[Dataset excerpts on object pointing]

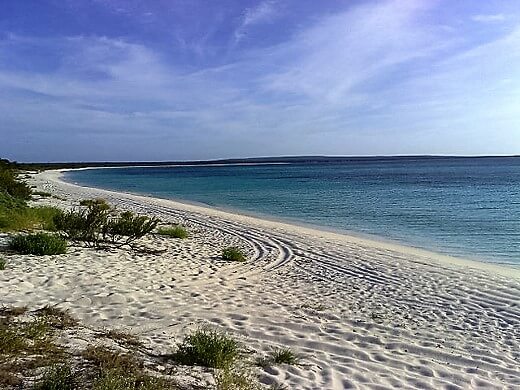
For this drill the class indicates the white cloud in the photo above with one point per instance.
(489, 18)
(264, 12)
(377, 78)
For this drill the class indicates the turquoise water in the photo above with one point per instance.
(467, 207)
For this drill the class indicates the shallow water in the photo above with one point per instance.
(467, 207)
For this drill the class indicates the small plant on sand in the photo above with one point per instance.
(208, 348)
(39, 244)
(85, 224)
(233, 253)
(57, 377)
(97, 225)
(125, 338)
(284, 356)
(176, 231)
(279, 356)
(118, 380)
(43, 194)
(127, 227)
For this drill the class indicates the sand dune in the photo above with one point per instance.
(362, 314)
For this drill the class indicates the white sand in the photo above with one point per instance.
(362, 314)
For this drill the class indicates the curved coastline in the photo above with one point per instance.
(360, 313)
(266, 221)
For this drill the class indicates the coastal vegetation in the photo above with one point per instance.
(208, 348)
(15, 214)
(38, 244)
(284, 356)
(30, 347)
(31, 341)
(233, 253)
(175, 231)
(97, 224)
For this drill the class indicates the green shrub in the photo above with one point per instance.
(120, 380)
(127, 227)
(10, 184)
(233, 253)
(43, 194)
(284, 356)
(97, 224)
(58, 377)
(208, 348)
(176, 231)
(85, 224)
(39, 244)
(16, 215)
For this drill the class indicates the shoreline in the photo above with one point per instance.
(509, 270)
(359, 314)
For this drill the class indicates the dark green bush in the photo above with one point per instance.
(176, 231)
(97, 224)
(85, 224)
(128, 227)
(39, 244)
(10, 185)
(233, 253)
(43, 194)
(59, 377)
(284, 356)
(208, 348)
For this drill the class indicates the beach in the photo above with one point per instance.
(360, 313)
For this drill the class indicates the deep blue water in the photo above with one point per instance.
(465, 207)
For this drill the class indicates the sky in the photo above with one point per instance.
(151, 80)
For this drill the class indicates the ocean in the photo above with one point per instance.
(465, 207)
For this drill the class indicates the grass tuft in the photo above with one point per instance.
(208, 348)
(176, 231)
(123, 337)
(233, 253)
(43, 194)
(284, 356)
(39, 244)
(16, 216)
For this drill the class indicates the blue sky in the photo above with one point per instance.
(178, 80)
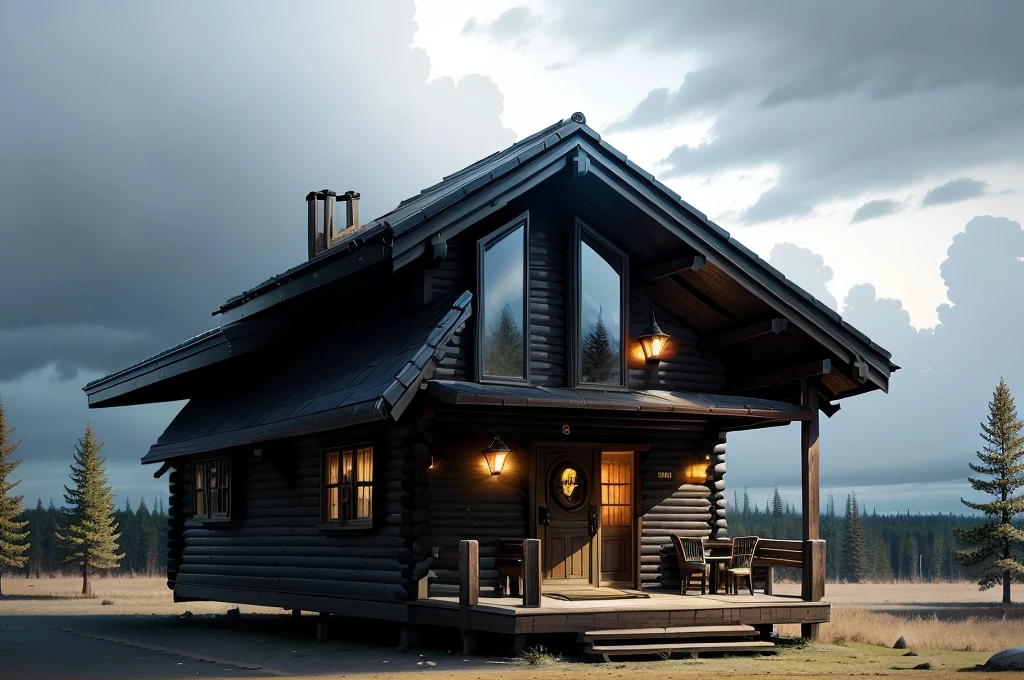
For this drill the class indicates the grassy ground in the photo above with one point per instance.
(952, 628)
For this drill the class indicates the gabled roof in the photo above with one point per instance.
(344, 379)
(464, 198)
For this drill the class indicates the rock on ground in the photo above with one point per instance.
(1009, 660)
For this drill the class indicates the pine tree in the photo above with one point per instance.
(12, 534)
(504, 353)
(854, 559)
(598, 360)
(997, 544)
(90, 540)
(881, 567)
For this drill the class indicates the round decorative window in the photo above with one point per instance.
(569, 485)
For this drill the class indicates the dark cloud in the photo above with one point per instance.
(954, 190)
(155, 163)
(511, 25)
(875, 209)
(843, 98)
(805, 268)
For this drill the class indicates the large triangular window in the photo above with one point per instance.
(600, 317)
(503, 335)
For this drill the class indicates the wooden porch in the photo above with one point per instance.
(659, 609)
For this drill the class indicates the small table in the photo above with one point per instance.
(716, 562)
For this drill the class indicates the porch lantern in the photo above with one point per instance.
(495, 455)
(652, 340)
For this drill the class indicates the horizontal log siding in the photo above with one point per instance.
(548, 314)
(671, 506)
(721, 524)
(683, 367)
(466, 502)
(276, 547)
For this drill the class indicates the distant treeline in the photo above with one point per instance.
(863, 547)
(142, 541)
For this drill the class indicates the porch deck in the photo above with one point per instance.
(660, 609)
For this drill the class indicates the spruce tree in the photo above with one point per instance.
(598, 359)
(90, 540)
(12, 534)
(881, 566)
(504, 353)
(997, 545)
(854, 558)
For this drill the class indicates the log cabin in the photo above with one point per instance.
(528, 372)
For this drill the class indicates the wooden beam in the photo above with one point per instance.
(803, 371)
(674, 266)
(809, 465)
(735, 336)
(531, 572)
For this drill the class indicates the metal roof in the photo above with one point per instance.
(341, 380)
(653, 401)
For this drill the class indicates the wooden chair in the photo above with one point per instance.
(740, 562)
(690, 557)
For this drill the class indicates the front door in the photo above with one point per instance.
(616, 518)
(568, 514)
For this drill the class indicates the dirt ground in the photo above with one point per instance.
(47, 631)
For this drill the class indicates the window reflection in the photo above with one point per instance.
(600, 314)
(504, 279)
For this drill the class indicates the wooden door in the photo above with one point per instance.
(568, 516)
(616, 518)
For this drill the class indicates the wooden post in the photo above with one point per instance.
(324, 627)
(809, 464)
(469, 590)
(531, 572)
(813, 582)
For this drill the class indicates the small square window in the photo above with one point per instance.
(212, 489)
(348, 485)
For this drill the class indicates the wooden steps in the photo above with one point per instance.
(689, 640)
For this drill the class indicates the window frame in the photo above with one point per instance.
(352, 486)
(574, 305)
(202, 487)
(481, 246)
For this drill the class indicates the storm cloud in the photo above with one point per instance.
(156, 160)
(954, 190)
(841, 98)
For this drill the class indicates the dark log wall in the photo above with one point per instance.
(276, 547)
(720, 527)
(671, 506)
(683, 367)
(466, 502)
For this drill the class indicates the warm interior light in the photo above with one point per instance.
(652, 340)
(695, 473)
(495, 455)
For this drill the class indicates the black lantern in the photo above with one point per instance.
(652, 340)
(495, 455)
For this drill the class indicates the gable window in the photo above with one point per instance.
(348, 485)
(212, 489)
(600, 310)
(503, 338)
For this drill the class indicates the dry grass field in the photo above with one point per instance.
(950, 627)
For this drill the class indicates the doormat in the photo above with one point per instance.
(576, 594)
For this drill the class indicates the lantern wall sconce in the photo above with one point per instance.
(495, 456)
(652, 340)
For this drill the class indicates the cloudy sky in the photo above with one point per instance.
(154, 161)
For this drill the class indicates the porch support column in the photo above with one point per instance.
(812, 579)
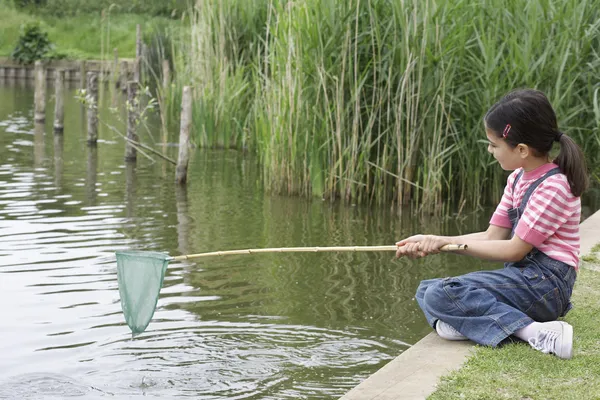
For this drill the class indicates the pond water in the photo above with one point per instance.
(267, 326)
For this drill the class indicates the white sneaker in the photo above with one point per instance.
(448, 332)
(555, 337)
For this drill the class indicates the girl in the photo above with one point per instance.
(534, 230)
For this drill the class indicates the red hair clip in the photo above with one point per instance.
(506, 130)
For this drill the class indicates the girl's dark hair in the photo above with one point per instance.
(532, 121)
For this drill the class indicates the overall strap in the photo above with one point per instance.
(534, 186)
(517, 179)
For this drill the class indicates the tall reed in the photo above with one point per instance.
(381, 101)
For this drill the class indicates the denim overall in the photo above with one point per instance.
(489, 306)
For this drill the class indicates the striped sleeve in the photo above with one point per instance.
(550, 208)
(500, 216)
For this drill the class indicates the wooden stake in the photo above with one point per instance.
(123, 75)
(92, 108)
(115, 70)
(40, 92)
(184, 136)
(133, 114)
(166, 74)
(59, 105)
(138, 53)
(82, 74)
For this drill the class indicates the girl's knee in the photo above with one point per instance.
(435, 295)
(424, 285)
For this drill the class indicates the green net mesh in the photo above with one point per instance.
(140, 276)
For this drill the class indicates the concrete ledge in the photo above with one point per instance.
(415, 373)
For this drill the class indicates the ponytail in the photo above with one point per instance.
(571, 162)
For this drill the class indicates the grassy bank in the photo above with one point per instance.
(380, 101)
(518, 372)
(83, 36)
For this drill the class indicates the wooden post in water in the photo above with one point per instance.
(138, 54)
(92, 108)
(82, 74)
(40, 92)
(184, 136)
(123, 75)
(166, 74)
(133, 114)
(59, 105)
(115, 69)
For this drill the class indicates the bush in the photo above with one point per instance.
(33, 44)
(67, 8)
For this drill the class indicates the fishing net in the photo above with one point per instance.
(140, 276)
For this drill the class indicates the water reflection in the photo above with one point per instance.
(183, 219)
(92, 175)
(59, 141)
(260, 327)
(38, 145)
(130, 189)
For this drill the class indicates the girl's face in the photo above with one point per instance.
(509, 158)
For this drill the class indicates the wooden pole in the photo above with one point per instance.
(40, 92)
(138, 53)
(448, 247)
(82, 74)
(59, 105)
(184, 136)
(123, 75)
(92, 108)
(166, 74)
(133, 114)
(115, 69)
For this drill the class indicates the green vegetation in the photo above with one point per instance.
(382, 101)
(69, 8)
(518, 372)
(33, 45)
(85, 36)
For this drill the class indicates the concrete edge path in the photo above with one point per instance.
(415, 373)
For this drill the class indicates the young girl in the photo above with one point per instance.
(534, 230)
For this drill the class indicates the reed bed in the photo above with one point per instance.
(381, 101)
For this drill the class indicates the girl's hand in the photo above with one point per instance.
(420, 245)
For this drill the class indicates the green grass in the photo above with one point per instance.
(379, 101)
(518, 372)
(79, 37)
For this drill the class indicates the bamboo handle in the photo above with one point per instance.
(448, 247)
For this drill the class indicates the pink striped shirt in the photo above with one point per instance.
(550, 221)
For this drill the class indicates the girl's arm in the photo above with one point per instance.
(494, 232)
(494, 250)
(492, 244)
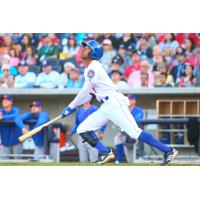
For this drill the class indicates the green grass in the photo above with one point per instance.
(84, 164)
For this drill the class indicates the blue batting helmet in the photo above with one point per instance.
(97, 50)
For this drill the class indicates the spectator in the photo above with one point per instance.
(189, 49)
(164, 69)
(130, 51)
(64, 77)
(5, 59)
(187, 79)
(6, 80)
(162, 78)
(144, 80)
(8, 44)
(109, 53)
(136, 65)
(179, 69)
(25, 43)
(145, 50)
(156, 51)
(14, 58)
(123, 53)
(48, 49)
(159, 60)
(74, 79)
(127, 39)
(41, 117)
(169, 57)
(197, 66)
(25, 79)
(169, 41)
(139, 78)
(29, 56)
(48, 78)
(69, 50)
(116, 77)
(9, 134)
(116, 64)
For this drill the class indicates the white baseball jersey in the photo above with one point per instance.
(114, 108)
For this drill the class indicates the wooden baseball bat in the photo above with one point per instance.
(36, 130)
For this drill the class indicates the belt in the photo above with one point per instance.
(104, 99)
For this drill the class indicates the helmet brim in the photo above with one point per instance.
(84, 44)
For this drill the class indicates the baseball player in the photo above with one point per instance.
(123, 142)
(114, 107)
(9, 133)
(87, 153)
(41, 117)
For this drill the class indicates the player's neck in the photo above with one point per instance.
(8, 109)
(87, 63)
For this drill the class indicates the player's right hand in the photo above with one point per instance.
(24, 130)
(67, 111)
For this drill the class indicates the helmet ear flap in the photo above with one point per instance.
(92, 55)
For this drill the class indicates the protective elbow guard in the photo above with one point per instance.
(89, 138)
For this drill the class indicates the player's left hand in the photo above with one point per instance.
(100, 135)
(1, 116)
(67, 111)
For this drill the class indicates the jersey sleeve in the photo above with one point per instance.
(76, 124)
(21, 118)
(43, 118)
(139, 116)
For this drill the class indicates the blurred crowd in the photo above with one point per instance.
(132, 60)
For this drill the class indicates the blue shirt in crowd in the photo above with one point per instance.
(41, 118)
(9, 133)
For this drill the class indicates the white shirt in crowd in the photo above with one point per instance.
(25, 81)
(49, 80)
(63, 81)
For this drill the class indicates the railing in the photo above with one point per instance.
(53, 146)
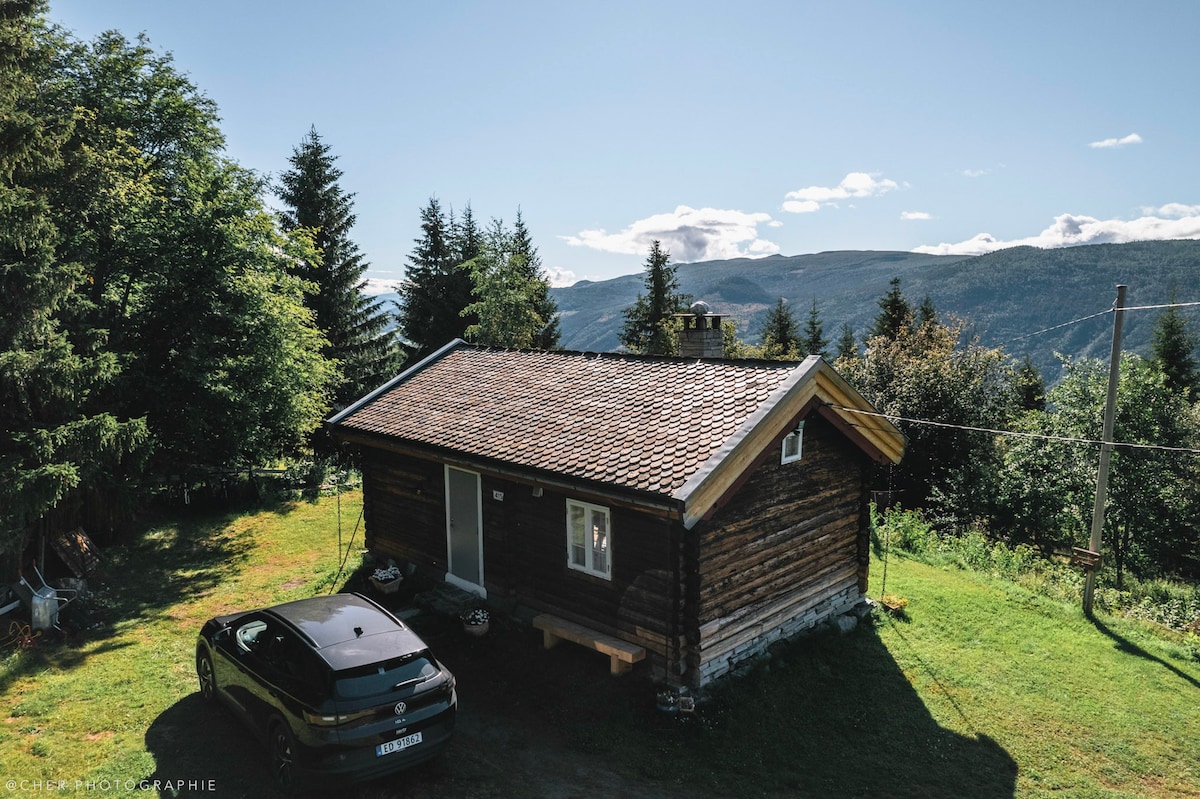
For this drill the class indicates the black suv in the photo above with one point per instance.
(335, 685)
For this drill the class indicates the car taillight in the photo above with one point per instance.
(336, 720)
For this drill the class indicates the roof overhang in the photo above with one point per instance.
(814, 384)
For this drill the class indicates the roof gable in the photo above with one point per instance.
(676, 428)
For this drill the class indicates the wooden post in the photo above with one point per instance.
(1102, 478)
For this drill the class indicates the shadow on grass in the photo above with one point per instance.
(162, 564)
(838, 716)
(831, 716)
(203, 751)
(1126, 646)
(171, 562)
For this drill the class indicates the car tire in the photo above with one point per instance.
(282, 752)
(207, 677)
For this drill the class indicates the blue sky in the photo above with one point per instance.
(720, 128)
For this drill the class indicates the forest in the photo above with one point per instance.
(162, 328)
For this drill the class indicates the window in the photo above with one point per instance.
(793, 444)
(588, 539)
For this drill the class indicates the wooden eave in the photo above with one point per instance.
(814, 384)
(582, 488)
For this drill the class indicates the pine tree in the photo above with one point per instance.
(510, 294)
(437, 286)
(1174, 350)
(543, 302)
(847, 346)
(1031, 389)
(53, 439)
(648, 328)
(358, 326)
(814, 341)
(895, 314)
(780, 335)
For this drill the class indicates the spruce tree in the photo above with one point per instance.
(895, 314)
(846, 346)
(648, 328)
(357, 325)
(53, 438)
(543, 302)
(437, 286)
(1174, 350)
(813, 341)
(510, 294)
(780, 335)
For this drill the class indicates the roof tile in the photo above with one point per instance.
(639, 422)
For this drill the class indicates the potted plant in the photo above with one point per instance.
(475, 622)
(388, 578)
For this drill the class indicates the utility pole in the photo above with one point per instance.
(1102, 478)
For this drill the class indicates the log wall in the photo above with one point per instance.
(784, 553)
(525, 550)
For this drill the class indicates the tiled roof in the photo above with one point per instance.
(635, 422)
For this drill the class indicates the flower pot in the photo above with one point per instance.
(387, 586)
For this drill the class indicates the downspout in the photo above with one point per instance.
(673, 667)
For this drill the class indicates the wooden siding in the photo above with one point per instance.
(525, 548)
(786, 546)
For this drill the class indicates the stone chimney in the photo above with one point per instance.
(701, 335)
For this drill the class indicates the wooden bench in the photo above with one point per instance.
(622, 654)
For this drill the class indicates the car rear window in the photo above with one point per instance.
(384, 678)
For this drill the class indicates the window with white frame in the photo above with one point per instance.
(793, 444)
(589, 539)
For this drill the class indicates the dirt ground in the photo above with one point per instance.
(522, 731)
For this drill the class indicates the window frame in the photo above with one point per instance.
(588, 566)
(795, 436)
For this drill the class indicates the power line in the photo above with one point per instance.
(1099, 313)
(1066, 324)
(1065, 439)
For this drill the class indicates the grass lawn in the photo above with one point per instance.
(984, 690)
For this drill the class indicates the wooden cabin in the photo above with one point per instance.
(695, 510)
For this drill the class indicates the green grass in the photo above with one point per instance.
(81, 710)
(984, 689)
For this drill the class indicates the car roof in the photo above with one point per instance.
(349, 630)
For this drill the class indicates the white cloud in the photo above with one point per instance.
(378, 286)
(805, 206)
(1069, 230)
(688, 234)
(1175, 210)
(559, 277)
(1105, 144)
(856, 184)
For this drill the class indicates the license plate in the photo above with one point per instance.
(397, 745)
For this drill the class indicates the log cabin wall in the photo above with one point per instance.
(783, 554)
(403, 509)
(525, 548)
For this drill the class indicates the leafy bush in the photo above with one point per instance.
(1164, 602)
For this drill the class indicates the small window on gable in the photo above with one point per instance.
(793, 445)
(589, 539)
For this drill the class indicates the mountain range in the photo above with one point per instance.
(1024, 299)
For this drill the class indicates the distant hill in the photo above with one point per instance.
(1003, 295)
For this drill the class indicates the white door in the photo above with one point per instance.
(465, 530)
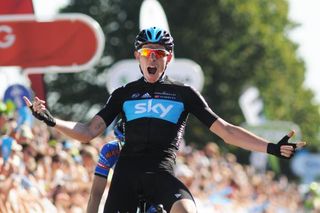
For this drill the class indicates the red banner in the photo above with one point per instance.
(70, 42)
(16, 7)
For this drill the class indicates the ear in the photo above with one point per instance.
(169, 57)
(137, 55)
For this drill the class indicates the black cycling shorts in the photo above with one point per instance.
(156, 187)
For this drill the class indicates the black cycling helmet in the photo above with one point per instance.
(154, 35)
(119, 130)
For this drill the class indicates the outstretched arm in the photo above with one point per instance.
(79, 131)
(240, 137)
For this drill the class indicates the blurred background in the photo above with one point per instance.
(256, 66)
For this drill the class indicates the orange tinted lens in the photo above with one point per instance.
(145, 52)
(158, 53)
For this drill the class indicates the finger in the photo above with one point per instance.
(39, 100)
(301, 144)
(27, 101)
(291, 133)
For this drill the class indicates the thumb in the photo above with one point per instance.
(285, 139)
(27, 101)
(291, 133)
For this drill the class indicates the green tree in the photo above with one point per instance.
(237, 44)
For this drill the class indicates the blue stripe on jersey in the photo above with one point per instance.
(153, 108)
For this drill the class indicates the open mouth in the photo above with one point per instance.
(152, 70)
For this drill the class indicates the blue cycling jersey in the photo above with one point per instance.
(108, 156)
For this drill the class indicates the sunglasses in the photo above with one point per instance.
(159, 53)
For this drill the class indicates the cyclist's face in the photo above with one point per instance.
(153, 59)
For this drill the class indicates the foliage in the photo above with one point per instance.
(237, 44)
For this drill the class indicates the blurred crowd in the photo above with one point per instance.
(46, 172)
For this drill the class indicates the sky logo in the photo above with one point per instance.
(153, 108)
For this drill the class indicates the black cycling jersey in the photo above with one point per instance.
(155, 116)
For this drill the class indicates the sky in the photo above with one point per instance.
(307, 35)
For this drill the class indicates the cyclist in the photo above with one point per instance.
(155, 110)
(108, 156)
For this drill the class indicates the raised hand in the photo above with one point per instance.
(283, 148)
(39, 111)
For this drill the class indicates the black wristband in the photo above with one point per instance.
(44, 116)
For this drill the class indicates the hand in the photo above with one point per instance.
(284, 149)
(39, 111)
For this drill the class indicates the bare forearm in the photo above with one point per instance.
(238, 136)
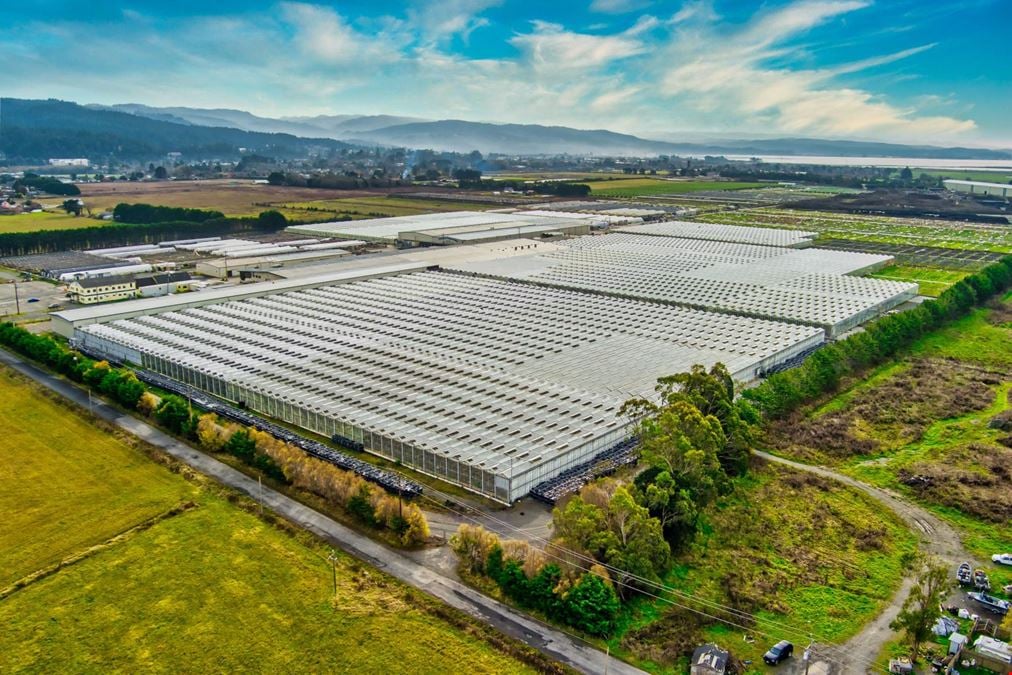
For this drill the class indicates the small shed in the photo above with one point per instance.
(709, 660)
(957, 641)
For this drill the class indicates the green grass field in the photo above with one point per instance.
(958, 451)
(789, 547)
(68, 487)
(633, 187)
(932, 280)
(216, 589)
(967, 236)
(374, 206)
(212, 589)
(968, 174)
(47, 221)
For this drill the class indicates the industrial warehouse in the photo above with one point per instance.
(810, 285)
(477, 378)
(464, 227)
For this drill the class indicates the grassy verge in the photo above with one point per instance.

## Problem description
What do the lines above say from the line containing "For this drill the class indicates the black cycling jersey" through the last line? Quote them exactly, both ends included, and leave out the pictures.

## The answer
For this drill the class indicates the black cycling jersey in the photo above with one point per instance.
(155, 116)
For this drill the class indicates the sky in the photo above with one point per instance.
(307, 35)
For this drill the class indicates the cyclist in the photo above with one point per instance.
(155, 110)
(108, 156)
For this drill the class indicates the raised hand in the photo above with one point per instance.
(283, 148)
(39, 111)
For this drill the class indicates the black wristband in the photo above with one point per instance.
(44, 116)
For this drill the class indicates the hand in the photo above with one point per instance.
(284, 149)
(39, 111)
For this drill the class indicates the bare forearm in the photo above with one point per instance.
(238, 136)
For this drill the class indicates the small shed in the photo above with one point per instance.
(709, 660)
(957, 641)
For this drill the class indicates the green grass field in the photo above with one point per instance.
(958, 451)
(789, 547)
(68, 487)
(633, 187)
(932, 280)
(216, 589)
(967, 236)
(374, 206)
(212, 589)
(968, 174)
(47, 221)
For this drill the class indicates the industrial warehouse in the photo above with one point per instance.
(810, 285)
(477, 378)
(464, 227)
For this drill the class indicates the grassy verge in the photo above with one point per instance.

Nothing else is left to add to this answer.